TASK STATEMENT: Print the entries in full, word for word, but not the pictures.

(Position annotation records)

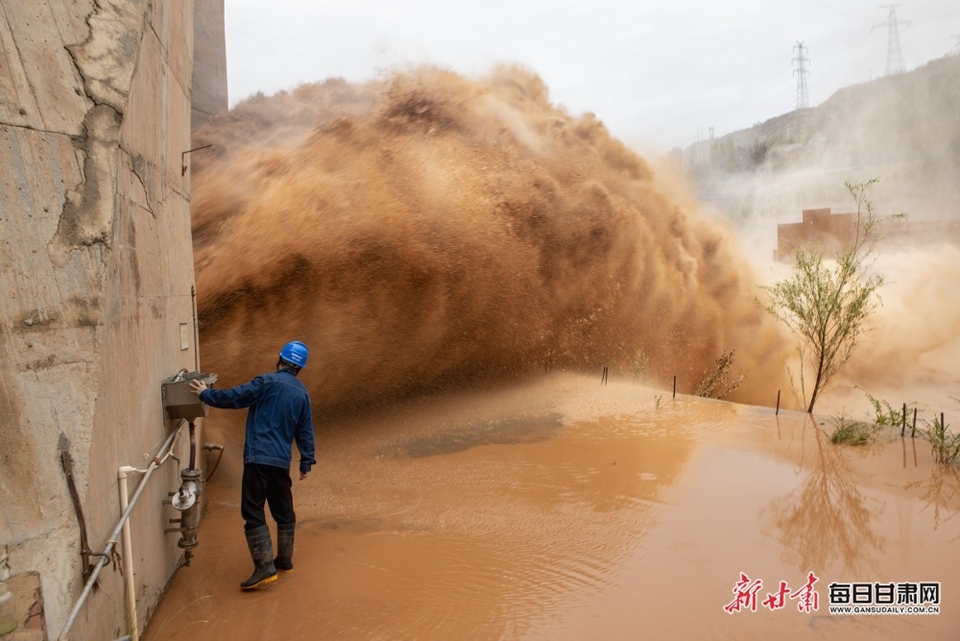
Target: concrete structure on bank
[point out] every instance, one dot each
(830, 233)
(96, 274)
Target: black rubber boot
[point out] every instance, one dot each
(261, 551)
(284, 560)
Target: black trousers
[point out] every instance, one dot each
(266, 484)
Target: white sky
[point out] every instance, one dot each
(658, 74)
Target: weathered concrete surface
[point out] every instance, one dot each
(209, 62)
(96, 270)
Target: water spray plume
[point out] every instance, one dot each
(429, 231)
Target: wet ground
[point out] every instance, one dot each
(566, 509)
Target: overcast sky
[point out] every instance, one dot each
(658, 74)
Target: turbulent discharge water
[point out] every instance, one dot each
(429, 231)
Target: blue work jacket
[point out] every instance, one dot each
(279, 414)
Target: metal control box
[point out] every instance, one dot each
(179, 401)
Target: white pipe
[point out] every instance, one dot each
(112, 541)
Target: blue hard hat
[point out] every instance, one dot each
(295, 353)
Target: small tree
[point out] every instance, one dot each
(827, 301)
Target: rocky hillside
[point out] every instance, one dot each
(903, 129)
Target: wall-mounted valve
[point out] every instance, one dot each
(186, 500)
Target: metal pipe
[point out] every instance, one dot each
(111, 543)
(193, 446)
(132, 623)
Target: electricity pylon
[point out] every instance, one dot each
(801, 73)
(894, 53)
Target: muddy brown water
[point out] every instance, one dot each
(566, 509)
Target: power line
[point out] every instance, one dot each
(801, 73)
(894, 52)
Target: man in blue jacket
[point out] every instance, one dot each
(279, 414)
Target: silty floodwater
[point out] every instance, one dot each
(441, 243)
(567, 509)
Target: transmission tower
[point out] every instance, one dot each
(894, 53)
(801, 73)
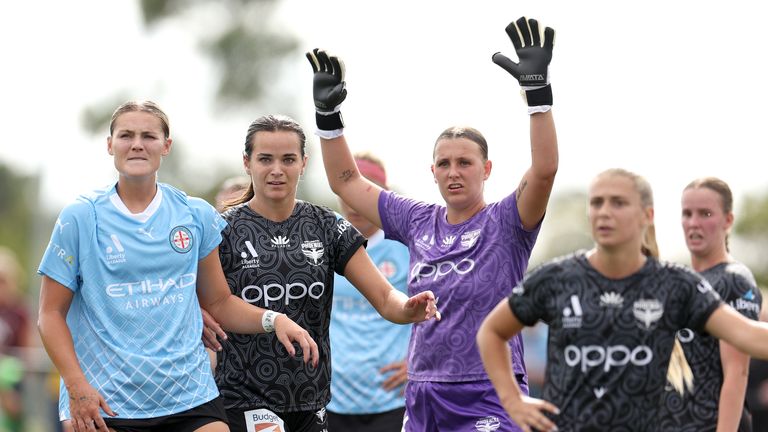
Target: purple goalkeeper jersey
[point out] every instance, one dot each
(470, 267)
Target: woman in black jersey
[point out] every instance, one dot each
(719, 371)
(613, 313)
(281, 254)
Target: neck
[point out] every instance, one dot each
(276, 211)
(458, 215)
(707, 261)
(136, 195)
(618, 263)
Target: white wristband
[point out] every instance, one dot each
(268, 320)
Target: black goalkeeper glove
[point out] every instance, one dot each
(532, 69)
(328, 89)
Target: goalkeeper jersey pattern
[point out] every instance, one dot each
(610, 340)
(470, 267)
(698, 410)
(287, 267)
(135, 318)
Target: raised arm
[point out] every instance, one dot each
(534, 52)
(84, 400)
(329, 91)
(237, 316)
(391, 304)
(492, 337)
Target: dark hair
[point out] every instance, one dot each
(719, 187)
(469, 133)
(268, 123)
(643, 188)
(142, 106)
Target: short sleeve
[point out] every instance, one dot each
(62, 257)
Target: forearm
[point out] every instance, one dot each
(58, 343)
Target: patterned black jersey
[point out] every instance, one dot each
(697, 410)
(610, 339)
(287, 267)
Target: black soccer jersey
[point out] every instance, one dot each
(610, 339)
(287, 267)
(698, 410)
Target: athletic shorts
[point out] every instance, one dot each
(187, 421)
(258, 419)
(455, 406)
(388, 421)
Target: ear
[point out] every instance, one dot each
(167, 146)
(487, 169)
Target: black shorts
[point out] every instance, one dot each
(246, 420)
(388, 421)
(187, 421)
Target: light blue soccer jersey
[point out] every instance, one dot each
(362, 342)
(135, 317)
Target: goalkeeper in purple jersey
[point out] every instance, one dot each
(613, 314)
(470, 253)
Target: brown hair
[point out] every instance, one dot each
(267, 123)
(141, 106)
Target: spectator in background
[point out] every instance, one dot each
(15, 334)
(369, 367)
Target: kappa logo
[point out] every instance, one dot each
(611, 299)
(116, 255)
(280, 241)
(181, 239)
(314, 251)
(487, 424)
(572, 314)
(251, 261)
(648, 312)
(468, 239)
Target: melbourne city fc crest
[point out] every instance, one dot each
(181, 239)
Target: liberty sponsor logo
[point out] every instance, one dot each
(436, 271)
(252, 260)
(468, 239)
(274, 292)
(314, 251)
(151, 292)
(611, 299)
(572, 314)
(596, 356)
(342, 226)
(685, 335)
(487, 424)
(388, 269)
(263, 420)
(425, 242)
(61, 225)
(181, 239)
(62, 254)
(116, 255)
(280, 241)
(647, 312)
(448, 241)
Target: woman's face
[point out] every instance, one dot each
(705, 224)
(138, 145)
(275, 165)
(616, 213)
(460, 171)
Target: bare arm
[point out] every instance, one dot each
(747, 336)
(345, 180)
(237, 316)
(84, 400)
(391, 304)
(735, 374)
(492, 337)
(536, 185)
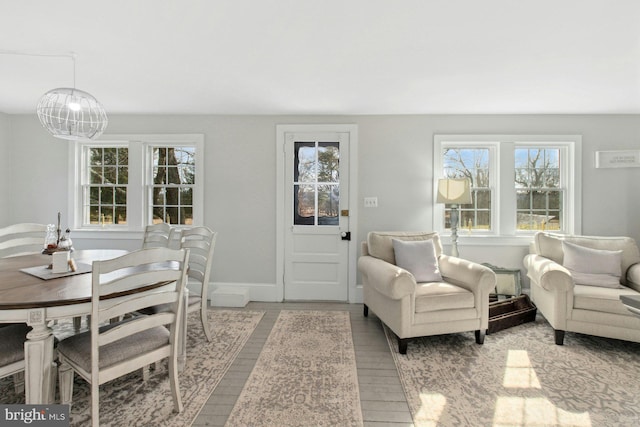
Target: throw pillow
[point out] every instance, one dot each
(418, 257)
(593, 267)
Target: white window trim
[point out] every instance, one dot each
(503, 222)
(139, 164)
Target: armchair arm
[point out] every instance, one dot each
(467, 274)
(633, 277)
(548, 274)
(386, 278)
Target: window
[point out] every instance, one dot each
(539, 190)
(173, 177)
(471, 163)
(127, 182)
(520, 184)
(105, 188)
(316, 197)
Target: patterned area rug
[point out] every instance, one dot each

RESPONSE TO THE TASK:
Target: concrete structure on bank
[point out] every instance, one dot each
(830, 233)
(96, 274)
Target: black rubber boot
[point out] every instance, one dot each
(261, 551)
(284, 560)
Target: black trousers
[point out] every instance, one dot each
(266, 484)
Target: white sky
[point out] every instance, one dot each
(658, 74)
Target: weathered concrete surface
[point out] every instance, one dot each
(209, 62)
(96, 270)
Target: water spray plume
[point out] every instance, one dot each
(429, 231)
Target: wet ground
[point out] every instance, one dot each
(566, 509)
Target: overcast sky
[point out] every instance, one dot each
(658, 74)
Target: turbulent discharge water
[point out] every instance, one dot each
(429, 231)
Target: blue work jacket
[point out] every instance, one dot each
(279, 414)
Target: metal control box
[point out] every instance, one dot each
(179, 401)
Target: white pipe
[point out] every instance, one dot each
(112, 541)
Target: blue hard hat
[point out] every instance, one dot each
(295, 353)
Target: small tree
[point out] every instance, one dot each
(827, 301)
Target: rocky hillside
[point out] every instance, one dot each
(903, 129)
Target: wall-mounted valve
[point out] every instance, one dot each
(186, 500)
Target: metal pipe
[point out] every instance, one dot each
(111, 543)
(193, 446)
(132, 623)
Target: electricity pylon
[point out] every instance, one dot each
(801, 73)
(894, 53)
Target: muddy brown water
[point out] every instance, one dot each
(566, 509)
Target: power line
[point out] every instance, one dot each
(801, 73)
(894, 52)
Target: man in blue jacket
[point out] every instance, one dot each
(279, 414)
Target: silty floodwater
[point out] every instance, one dot each
(441, 243)
(567, 509)
Target: transmission tower
[point out] every instance, one dot each
(894, 53)
(801, 73)
Target: purple goalkeeper jersey
[point out] every instance, one dot each
(470, 267)
Target: woman in black jersey
[point out] every instance, one dot each
(719, 371)
(613, 313)
(281, 254)
Target: neck
[point out] every instance, one dot each
(276, 211)
(458, 215)
(707, 261)
(136, 195)
(618, 263)
Target: white wristband
[point out] every instance, one dot each
(268, 320)
Target: black goalkeeper glove
[point out] every instance, one dot each
(532, 69)
(328, 89)
Target: goalkeeper jersey pattern
[point out] every instance, one dot each
(610, 340)
(470, 267)
(698, 410)
(287, 267)
(135, 318)
Target: raised arm
[point out] every instance, one dot each
(534, 52)
(84, 400)
(329, 91)
(237, 316)
(391, 304)
(492, 337)
Target: dark hair
[point out] every instance, one dot each
(719, 187)
(469, 133)
(268, 123)
(643, 188)
(142, 106)
Target: short sleeve
[point out] every instance, one dot each
(62, 257)
Target: forearm
[point out] every instance, one dot each
(58, 343)
Target: patterned black jersey
[point out] every instance, one dot each
(697, 410)
(610, 339)
(287, 267)
Target: black soccer jersey
[point out] every instance, one dot each
(610, 339)
(287, 267)
(698, 410)
Target: athletic shorts
[point out] every instance, one dot each
(187, 421)
(258, 419)
(455, 406)
(388, 421)
Target: ear
[point out] every instance, one dot each
(167, 146)
(487, 169)
Target: black shorts
[point out] every instance, one dot each
(246, 420)
(388, 421)
(187, 421)
Target: light blue soccer jersey
[point out] every instance, one dot each
(362, 342)
(135, 317)
Target: goalkeeper in purple jersey
[point out] every instance, one dot each
(613, 314)
(470, 253)
Target: brown hair
[point out] every instance, one dot each
(267, 123)
(141, 106)
Target: spectator in background
[point out] every instance, one dot each
(15, 334)
(369, 367)
Target: kappa logo
[point out] every instance, one dot each
(611, 299)
(116, 255)
(280, 241)
(181, 239)
(314, 251)
(487, 424)
(572, 314)
(251, 261)
(648, 312)
(468, 239)
Target: melbourne city fc crest
[point out] every instance, one dot each
(181, 239)
Target: liberty sponsor logo
[point out] every instance, one dot each
(436, 271)
(252, 260)
(468, 239)
(274, 292)
(314, 251)
(151, 292)
(611, 299)
(572, 314)
(596, 356)
(342, 226)
(685, 335)
(487, 424)
(388, 269)
(263, 420)
(425, 242)
(61, 225)
(181, 239)
(62, 254)
(116, 255)
(280, 241)
(647, 312)
(448, 241)
Target: woman's face
[point out] every instance, one dot each
(705, 224)
(138, 145)
(275, 165)
(616, 213)
(460, 171)
Target: bare arm
[point out] every instance, one dot each
(747, 336)
(345, 180)
(237, 316)
(84, 400)
(391, 304)
(735, 374)
(492, 337)
(536, 185)
Target: throw pillow
[point out] every instance, one dot each
(418, 257)
(593, 267)
Target: white window trim
[point out] every instance, one dot each
(503, 222)
(139, 164)
Target: armchair arm
[point out] every instance, one dot each
(467, 274)
(633, 277)
(548, 274)
(386, 278)
Target: window
[point out] every instance, one dot each
(539, 190)
(173, 177)
(471, 163)
(127, 182)
(520, 184)
(105, 188)
(316, 197)
Target: patterned area rug
[point out] every instance, one dot each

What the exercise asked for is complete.